» Opdracht 1:
Waarom vond de rechtbank de afwijzing terecht, volgens de uitspraak over het verblijfsdocument? Leg dat uit in één tot drie zinnen.
» Opdracht 2:
Sinds welk jaar verblijven eiseres en referent in Nederland, volgens de uitspraak over het verblijfsdocument?
» Opdracht 3:
Zet de uitspraak over het verblijfsdocument voort na de laatste regel die getoond wordt.

» Leestekst:
ECLI:NL:RBDHA:2023:14923

Rechtbank Den Haag

Datum uitspraak
4 september 2023
Publicatiedatum
5 oktober 2023
Zaaknummer
AWB 22/7378
Instantie
Rechtbank Den Haag
Type
Uitspraak
Procedures
  • Eerste aanleg - enkelvoudig
Rechters
Vindplaatsen
  • Rechtspraak.nl
AI samenvatting door LexboostAutomatisch gegenereerd

Afwijzing verblijfsdocument duurzaam verblijf voor EU-burgers op basis van onvoldoende middelen van bestaan

Op 4 september 2023 heeft de Rechtbank Den Haag uitspraak gedaan in de zaak tussen eiseres, een Indiase nationaliteit houdende vrouw, en de Staatssecretaris van Justitie en Veiligheid. Eiseres had een aanvraag ingediend voor een verblijfsdocument duurzaam verblijf, welke door de Staatssecretaris was afgewezen. De rechtbank oordeelde dat de afwijzing terecht was, omdat eiseres en haar referent niet voldeden aan de voorwaarde van voldoende middelen van bestaan. Eiseres en referent, die sinds 2015 in Nederland verblijven, ontvangen bijstandsuitkeringen en hebben geen premies betaald, waardoor deze niet als inkomen konden worden aangemerkt. Eiseres voerde aan dat zij rechtmatig verblijf had op basis van de Verblijfsrichtlijn, maar de rechtbank oordeelde dat zij niet aan de voorwaarden voldeed voor een duurzaam verblijfsrecht. De rechtbank concludeerde dat de Staatssecretaris de aanvraag terecht had afgewezen en dat er geen bijzondere omstandigheden waren die een uitzondering op het middelenvereiste rechtvaardigden. Het beroep van eiseres werd ongegrond verklaard.

Uitspraak

RECHTBANK DEN HAAG

Zittingsplaats Utrecht
Bestuursrecht
zaaknummer: AWB 22/7378

uitspraak van de enkelvoudige kamer van 4 september 2023 in de zaak tussen

[eiseres] , geboren op [1972] , van Indiase nationaliteit, eiseres

V-nummer: [V-nummer]
(gemachtigde: mr. H.K. Jap-A-Joe),
en

de Staatssecretaris van Justitie en Veiligheid, verweerder

(gemachtigde: mr. D.L. Boer).

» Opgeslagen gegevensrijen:

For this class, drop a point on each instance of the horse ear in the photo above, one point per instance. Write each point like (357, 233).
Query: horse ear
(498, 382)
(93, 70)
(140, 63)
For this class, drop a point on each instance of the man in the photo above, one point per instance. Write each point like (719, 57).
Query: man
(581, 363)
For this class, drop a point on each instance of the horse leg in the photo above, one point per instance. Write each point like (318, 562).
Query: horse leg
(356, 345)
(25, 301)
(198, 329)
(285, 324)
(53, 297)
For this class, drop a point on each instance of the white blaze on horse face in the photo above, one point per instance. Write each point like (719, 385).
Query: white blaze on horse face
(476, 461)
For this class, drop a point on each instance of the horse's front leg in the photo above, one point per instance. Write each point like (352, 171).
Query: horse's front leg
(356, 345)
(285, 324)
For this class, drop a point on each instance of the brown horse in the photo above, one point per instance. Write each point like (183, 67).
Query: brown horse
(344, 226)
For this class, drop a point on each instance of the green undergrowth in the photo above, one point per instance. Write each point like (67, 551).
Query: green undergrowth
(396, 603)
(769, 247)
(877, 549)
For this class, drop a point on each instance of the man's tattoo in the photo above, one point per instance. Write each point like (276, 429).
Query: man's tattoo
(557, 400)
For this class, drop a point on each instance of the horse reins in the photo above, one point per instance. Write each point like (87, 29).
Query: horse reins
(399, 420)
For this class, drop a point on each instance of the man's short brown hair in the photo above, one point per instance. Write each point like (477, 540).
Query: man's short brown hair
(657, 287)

» Schriftelijk antwoord 1:
Eiseres en haar referent voldeden niet aan de voorwaarde van voldoende middelen van bestaan. Zij ontvangen bijstandsuitkeringen en hebben geen premies betaald. Daardoor konden die uitkeringen niet als inkomen worden aangemerkt.

» Schriftelijk antwoord 2:
Sinds 2015.

» Schriftelijk antwoord 3:
Procesverloop

Bij besluit van 29 juni 2022 (het primaire besluit) heeft verweerder de aanvraag van [referent] (verder: referent) namens eiseres van 2 november 2021 tot afgifte van een document ‘duurzaam verblijf burgers van de Unie’ afgewezen.
Bij besluit van 2 november 2022 (het bestreden besluit) heeft verweerder het bezwaar van eiseres kennelijk ongegrond verklaard.
Eiseres heeft tegen het bestreden besluit beroep ingesteld.
Verweerder heeft een verweerschrift ingediend.
Het onderzoek ter zitting heeft plaatsgevonden op 24 juli 2023. Partijen hebben zich laten vertegenwoordigen door hun gemachtigden.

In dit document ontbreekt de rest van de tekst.